> Records for this exercise:
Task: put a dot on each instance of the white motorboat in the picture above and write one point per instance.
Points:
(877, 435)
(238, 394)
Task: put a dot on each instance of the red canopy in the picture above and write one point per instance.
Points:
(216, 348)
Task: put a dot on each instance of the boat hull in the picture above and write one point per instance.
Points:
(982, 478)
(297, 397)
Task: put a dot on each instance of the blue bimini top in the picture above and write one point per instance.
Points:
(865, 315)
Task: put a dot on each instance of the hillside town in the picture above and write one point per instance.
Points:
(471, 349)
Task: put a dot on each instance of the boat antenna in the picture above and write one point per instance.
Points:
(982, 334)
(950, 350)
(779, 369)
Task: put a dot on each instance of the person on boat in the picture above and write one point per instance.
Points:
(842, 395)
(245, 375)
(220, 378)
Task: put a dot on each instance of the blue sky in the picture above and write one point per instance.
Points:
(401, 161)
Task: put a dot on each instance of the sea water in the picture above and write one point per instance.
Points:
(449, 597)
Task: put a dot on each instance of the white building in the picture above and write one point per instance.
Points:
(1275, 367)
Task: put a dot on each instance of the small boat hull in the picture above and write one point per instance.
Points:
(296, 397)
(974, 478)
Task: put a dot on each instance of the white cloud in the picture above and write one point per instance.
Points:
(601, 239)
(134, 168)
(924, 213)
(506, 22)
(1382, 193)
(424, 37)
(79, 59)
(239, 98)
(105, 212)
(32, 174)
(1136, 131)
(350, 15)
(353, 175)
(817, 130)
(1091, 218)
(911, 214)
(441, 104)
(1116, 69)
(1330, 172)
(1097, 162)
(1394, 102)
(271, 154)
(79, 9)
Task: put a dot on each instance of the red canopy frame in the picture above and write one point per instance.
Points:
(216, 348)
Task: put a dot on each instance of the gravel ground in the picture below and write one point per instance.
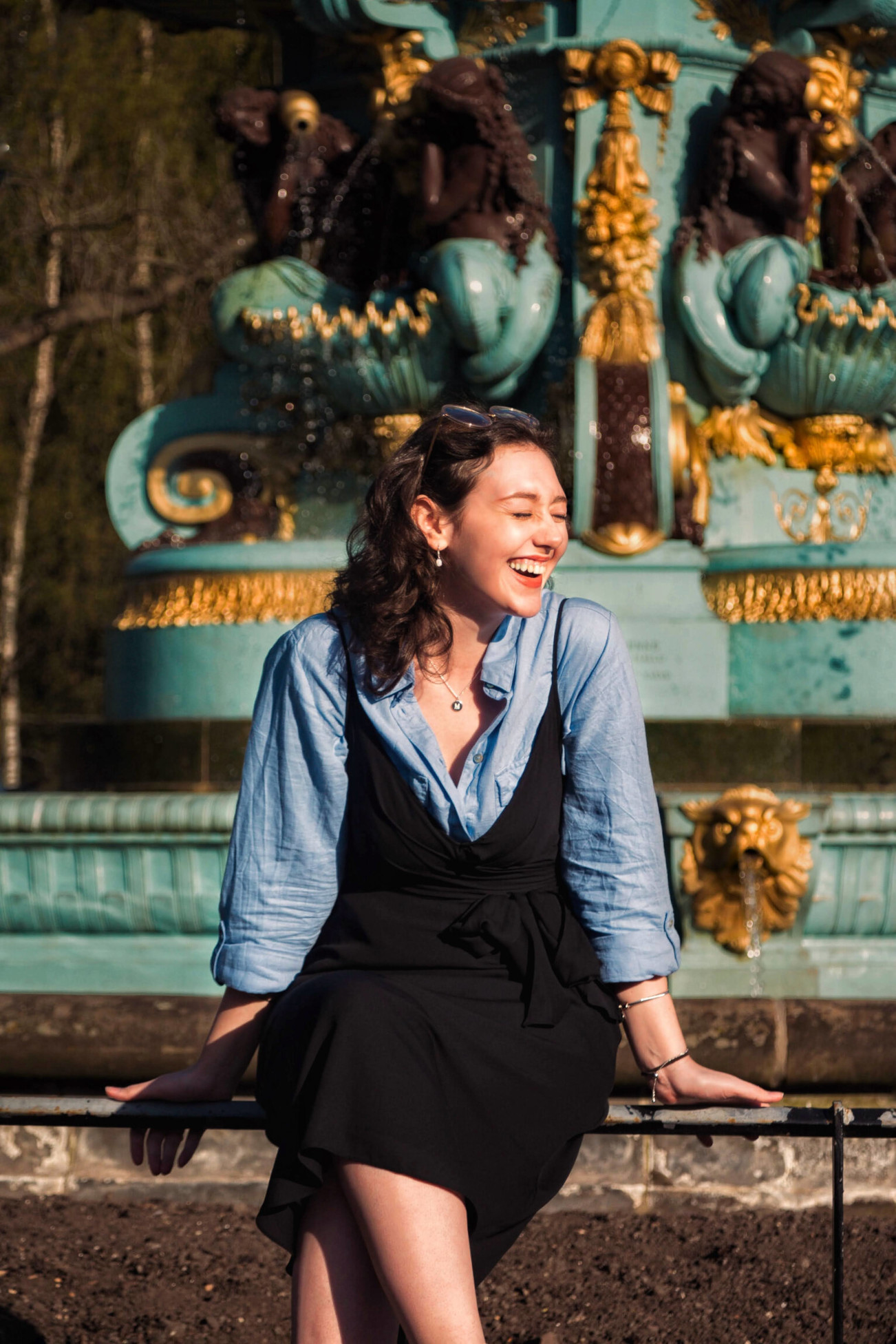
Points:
(80, 1273)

> Directions for this task:
Please render all the entries above as a numbered list with blank lines left out, and omit the pictures.

> Expected output:
1. Task: put a dot on each instance of the white motorboat in the picture above and write one point per instance.
2. Points:
3. (877, 435)
4. (238, 394)
5. Task: put a dot on each instance of the red canopy in the picture above and write one point per instance.
6. Points:
7. (216, 348)
8. Task: put a dot on each instance of the boat hull in the picture above and write one point per instance.
9. Points:
10. (982, 478)
11. (297, 397)
12. Task: put a dot on each instance of the blue bimini top in the picture above and write one point per instance.
13. Points:
14. (865, 315)
15. Task: put a dot on each instance of the hillside town in the picture above and write one point per instance.
16. Points:
17. (471, 349)
18. Task: put a dot on each instance of the boat antenna in the picture above and write one point per instance.
19. Points:
20. (982, 334)
21. (950, 350)
22. (779, 369)
23. Task: put a dot on each instance of the person on boat in the picture above and write one point per instance.
24. Points:
25. (842, 395)
26. (245, 375)
27. (220, 378)
28. Task: put a dot on each instance of the blue sky in the picture above and write one point per instance.
29. Points:
30. (401, 161)
31. Task: put a dot on each instance of the sea water in the picture above and write one point per instance.
32. Points:
33. (449, 597)
34. Task: put a dot on each instance of the white building in the picture above and write one point per instance.
35. Points:
36. (1275, 367)
37. Task: put a dot on each instance of the small boat hull in the picture above and write one point per instance.
38. Points:
39. (296, 397)
40. (974, 478)
41. Task: put a dot on each instance of the white cloud in the picture above and write one point per instance.
42. Points:
43. (601, 239)
44. (134, 168)
45. (924, 213)
46. (506, 22)
47. (1382, 193)
48. (424, 37)
49. (79, 59)
50. (239, 98)
51. (105, 212)
52. (32, 174)
53. (1136, 131)
54. (350, 15)
55. (353, 175)
56. (817, 130)
57. (1091, 218)
58. (911, 214)
59. (441, 104)
60. (1116, 69)
61. (1330, 172)
62. (1097, 162)
63. (1394, 102)
64. (271, 154)
65. (79, 9)
66. Task: put a dot on each instance of the red canopy frame in the picture above and write one point per instance.
67. Points:
68. (216, 348)
69. Task: put a dot on each instance of the gravel ground in the picture below and write one point per instance.
70. Points:
71. (80, 1273)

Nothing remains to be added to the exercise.